_Photo-based referring expression data_:
************

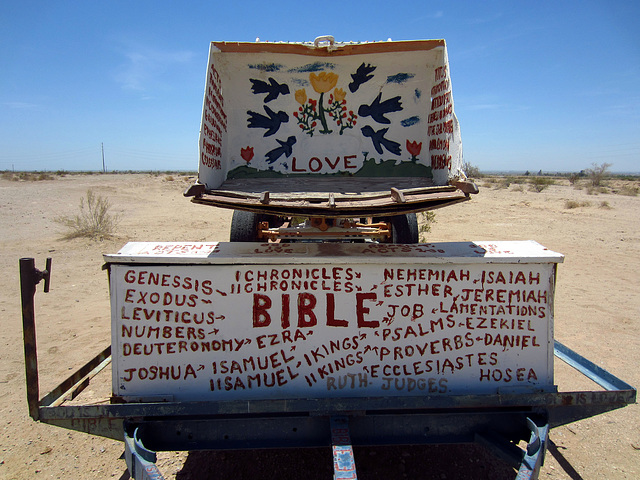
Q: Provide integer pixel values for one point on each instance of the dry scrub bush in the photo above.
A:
(93, 221)
(425, 219)
(570, 204)
(629, 190)
(597, 173)
(538, 184)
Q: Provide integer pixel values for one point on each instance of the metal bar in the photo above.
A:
(344, 463)
(534, 455)
(90, 369)
(141, 462)
(599, 375)
(28, 281)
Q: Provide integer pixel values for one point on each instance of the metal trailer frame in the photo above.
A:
(497, 421)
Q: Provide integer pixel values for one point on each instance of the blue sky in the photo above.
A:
(545, 85)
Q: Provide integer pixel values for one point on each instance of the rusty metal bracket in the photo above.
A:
(30, 276)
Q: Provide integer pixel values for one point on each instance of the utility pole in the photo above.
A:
(104, 168)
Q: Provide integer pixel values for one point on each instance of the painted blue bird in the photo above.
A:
(377, 109)
(271, 123)
(361, 76)
(285, 148)
(273, 88)
(377, 137)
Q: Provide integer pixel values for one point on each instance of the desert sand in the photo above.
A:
(597, 309)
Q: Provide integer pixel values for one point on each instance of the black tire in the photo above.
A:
(404, 228)
(244, 226)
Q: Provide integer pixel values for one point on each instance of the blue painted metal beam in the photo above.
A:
(344, 463)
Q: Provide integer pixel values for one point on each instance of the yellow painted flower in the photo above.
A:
(301, 96)
(323, 82)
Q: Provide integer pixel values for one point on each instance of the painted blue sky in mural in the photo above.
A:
(552, 86)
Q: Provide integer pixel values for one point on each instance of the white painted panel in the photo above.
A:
(333, 328)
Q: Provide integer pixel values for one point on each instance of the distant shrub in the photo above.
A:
(538, 184)
(93, 221)
(570, 204)
(597, 173)
(629, 190)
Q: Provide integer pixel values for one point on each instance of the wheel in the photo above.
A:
(244, 226)
(404, 228)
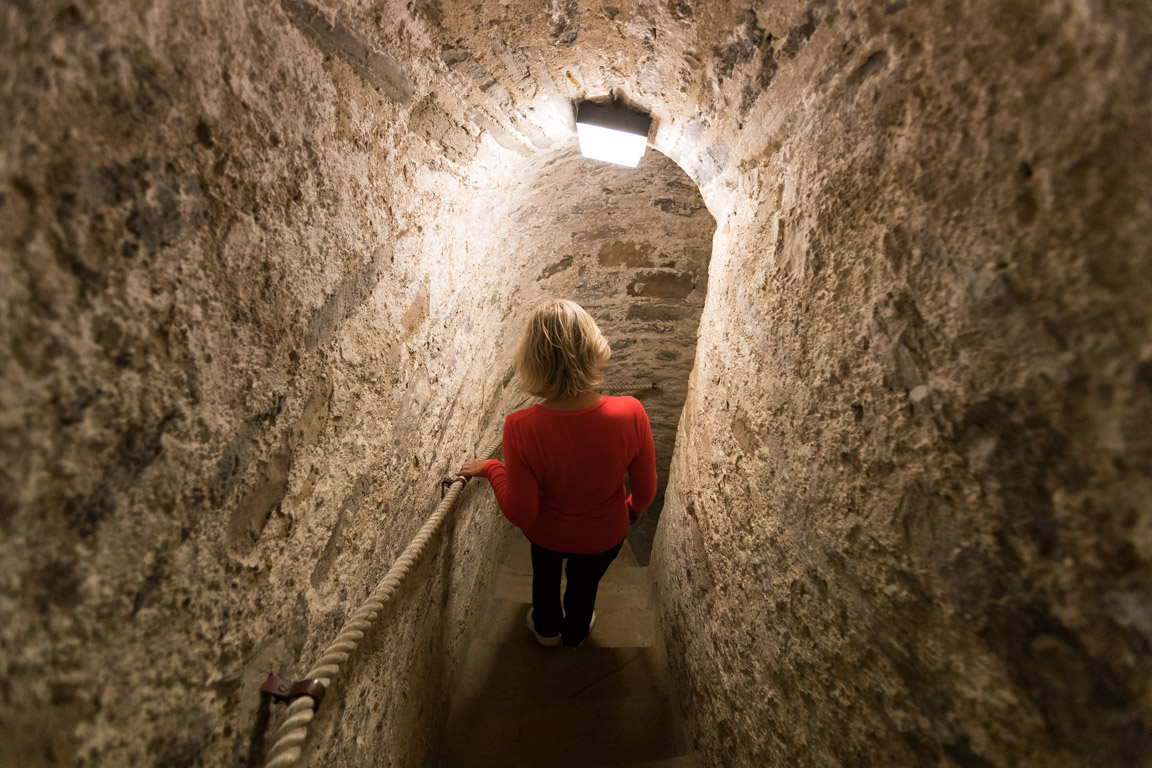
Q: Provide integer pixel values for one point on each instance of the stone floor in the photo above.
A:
(606, 704)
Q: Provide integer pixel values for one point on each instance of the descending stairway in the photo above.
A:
(604, 705)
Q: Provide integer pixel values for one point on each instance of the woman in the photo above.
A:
(562, 481)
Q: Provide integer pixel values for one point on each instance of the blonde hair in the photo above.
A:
(562, 352)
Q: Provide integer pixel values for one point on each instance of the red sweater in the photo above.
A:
(562, 480)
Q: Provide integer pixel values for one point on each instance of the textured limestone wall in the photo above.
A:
(239, 296)
(908, 523)
(248, 251)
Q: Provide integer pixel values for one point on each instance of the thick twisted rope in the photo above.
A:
(290, 735)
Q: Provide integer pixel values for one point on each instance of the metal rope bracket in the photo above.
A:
(447, 484)
(285, 693)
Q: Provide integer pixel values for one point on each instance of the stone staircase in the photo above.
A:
(604, 705)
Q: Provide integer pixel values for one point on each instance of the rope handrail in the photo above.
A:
(289, 738)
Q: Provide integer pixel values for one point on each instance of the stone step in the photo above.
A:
(616, 625)
(509, 673)
(559, 732)
(680, 761)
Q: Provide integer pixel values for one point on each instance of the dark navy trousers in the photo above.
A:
(584, 573)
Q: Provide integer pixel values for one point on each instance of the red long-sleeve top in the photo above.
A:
(562, 479)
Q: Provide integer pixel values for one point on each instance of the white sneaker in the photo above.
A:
(539, 638)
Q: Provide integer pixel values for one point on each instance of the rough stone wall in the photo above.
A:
(248, 251)
(908, 523)
(237, 304)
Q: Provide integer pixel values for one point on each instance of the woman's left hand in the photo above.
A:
(472, 469)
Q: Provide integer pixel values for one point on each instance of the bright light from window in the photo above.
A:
(599, 143)
(612, 132)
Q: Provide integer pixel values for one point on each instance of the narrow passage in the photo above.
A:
(605, 704)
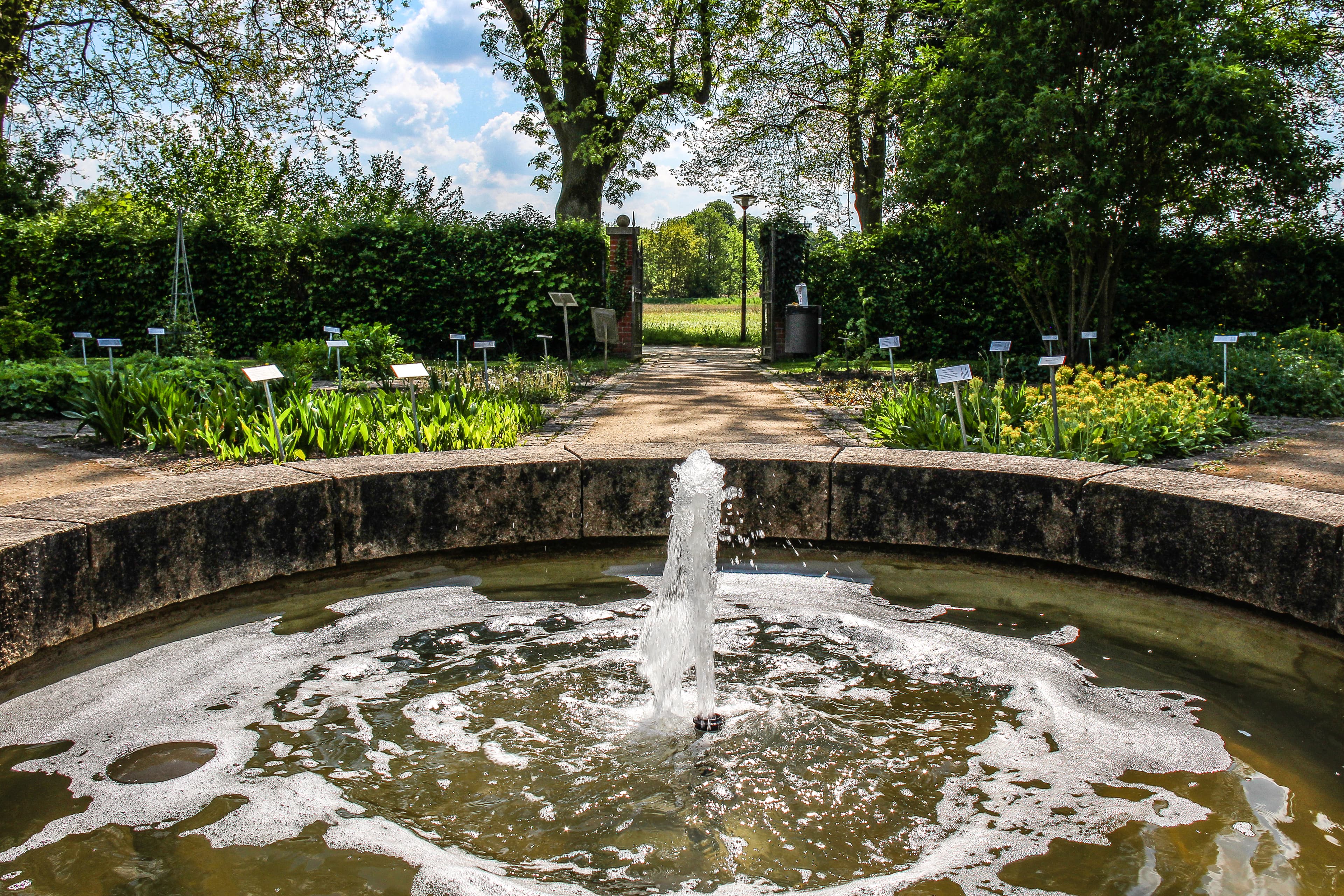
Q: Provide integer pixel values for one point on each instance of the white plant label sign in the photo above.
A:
(406, 371)
(958, 374)
(262, 374)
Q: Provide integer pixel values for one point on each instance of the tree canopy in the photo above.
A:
(605, 81)
(814, 108)
(104, 72)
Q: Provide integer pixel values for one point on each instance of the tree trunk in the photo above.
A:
(581, 191)
(870, 173)
(15, 16)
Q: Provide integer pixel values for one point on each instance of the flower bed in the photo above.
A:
(1111, 417)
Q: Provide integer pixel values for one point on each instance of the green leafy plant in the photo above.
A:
(23, 339)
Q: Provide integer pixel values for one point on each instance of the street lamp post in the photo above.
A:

************

_YOUR ASSIGNMENT_:
Return all of the data exactly as written, and drop the pictures.

_ANSWER BOX_:
Q: Provide integer pixel values for one point on each instance of the dry scrub bush in the photo above.
A:
(93, 221)
(425, 219)
(570, 204)
(629, 190)
(597, 173)
(538, 184)
Q: Provide integer pixel values for one point on each instance of the metal bar in the photo above.
A:
(344, 463)
(534, 455)
(90, 369)
(141, 462)
(599, 375)
(28, 281)
Q: Provide integer pixel values for one point on each instance of the metal trailer frame in the photo above.
A:
(497, 421)
Q: Provide integer pixel values for one point on each instance of the blue sky in the photo above.
A:
(545, 85)
Q: Provide integer pixel values for one point on each instance of the rusty metal bracket in the photo above.
A:
(30, 276)
Q: Provide integer pixel values for one point on each instance of the utility pole in the photo above.
A:
(104, 168)
Q: Provide integer pixel values for one point on each instance of the painted blue bird in the photo above.
A:
(377, 109)
(271, 123)
(361, 76)
(285, 148)
(273, 88)
(377, 137)
Q: Provide integer pixel values for one point on each instance of the desert sand in the photo above.
A:
(597, 309)
Q: Provide integer pixel values for one point on each instance of the black tire in the photo above.
A:
(404, 228)
(244, 226)
Q: Provide integer pixel values for one point on each instance of the blue painted metal beam in the photo above.
A:
(344, 463)
Q: Provide integer pixel values for one point on each instance of the yellow painted flower in the photo above.
A:
(301, 96)
(323, 82)
Q: Provide integer pixel values for one point on each instance of the painted blue sky in mural in the photo above.
A:
(552, 86)
Q: Provide integer pixel values for one point on each instance of the white painted panel in the photo above.
A:
(333, 328)
Q: Provide integer pixel values for one point on each instance of the distant shrub in the photo above.
A:
(538, 184)
(93, 221)
(570, 204)
(597, 173)
(629, 190)
Q: Provide integer pixel values for one point on each instance of the wheel in the photo above.
A:
(244, 226)
(404, 228)
Q: Provide integer pixel values for one point on each instance of the stone floor in the photo above.
A:
(606, 704)
Q: Provide integer pixel values for one point on each instance of the descending stairway in the photo above.
A:
(604, 705)
Q: Provide integer pixel values for one point on each instance of the woman in the photo above.
A:
(562, 481)
Q: Provide integer pixel values for one point on each instance of the blonde hair in the photo above.
A:
(562, 352)
Q: Provide integer pixel values for one point on each instance of the red sweater in the photo above.
A:
(562, 480)
Q: Provide integer pixel values for one point on each instance of the textured limestone wall in the photo above.
A:
(239, 296)
(908, 523)
(248, 251)
Q: Provide integer pixel values for one point on each instance of the thick twisted rope in the photo above.
A:
(290, 735)
Q: Provide integer pixel values for one point on each instance of the metal rope bracket in the photo above.
A:
(447, 484)
(285, 693)
Q: Provide integer pixel values for one point on each instance of the stone staircase in the photo above.
A:
(604, 705)
Q: Provide integer pixel values for one point on each instance of the rope handrail in the photo above.
A:
(289, 738)
Q: Provide integer pixel values for one point on each instance of the stone step in the photo above.
A:
(616, 625)
(509, 673)
(559, 732)
(680, 761)
Q: Provide integer pixel values for one point on each instance of the dark navy trousers in the photo above.
A:
(584, 573)
Q: Provide integer pixel values for one point on each instance of the red long-sleeve top in the photo above.
A:
(562, 479)
Q: Provide integer pixel values for one point on each instance of the white sneaker in the photo above.
A:
(539, 638)
Q: Provide integer pixel values for one point on each instance of the rough stone wall in the photo above.
A:
(248, 251)
(908, 523)
(237, 304)
Q: Provide integer pixel values for one point on each instance of the woman's left hand in the photo above.
A:
(472, 469)
Q: Provide integer pixel values for one point on each instance of the bright light from window in the photo above.
A:
(599, 143)
(612, 132)
Q: Provide integer pixel values for one point on each instance of the narrow passage in the photo above.
A:
(605, 704)
Q: Provide integer pixel values for one point on each instance of the white plant label sign in the photo above.
A:
(406, 371)
(958, 374)
(262, 374)
Q: Provide integer pixel values for one point on each instance of the tree canopy in the photo above.
A:
(605, 81)
(814, 108)
(104, 72)
Q: Provide integer pixel values for one point on each instance of the tree trunk in the photo above.
A:
(581, 191)
(870, 173)
(15, 16)
Q: Provide integer pixel values for one point on each instance of the flower bed in the photo above.
A:
(1111, 417)
Q: Provide integer pixel values for one point on each instance of the green leafy plant in the photo above.
A:
(23, 339)
Q: Provide integer pixel values for one point on each instance of the street lamp post in the photo above.
A:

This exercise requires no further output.